Dataset excerpt:

----

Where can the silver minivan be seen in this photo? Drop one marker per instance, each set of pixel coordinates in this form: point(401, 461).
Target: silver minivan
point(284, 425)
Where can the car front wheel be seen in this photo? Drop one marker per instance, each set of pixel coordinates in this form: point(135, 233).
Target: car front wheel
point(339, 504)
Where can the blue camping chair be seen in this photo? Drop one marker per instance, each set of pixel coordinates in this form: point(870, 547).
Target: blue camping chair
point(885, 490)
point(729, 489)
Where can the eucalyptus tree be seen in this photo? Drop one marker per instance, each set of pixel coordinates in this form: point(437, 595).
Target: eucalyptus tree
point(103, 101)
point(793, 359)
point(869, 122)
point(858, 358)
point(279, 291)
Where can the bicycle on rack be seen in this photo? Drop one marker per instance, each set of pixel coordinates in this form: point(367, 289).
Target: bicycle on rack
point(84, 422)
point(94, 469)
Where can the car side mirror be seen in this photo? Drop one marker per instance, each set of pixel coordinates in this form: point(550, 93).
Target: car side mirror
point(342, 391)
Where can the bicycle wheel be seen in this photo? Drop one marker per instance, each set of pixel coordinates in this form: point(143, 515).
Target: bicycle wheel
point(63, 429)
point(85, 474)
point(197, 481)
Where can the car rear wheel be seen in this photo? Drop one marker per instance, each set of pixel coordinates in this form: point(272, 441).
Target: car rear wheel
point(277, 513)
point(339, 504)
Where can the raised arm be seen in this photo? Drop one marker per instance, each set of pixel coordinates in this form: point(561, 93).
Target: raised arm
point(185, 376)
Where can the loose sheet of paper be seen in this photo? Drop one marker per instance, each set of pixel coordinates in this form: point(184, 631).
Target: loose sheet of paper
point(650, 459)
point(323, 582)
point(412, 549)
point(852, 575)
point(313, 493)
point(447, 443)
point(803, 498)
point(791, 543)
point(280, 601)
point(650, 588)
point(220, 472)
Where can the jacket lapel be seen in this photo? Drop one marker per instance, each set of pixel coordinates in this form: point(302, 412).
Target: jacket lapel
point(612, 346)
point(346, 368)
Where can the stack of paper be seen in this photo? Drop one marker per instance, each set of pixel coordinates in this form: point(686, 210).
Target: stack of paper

----

Given request: Rewrite the part of the records that runs from the start through the line containing "point(284, 425)", both ends included, and keep every line. Offset each coordinate in the answer points by adding 47, and leave all other numbers as they are.

Task result:
Where can the silver minivan be seen in this photo? Drop one marker per instance, each set of pixel coordinates in this form: point(401, 461).
Target: silver minivan
point(331, 472)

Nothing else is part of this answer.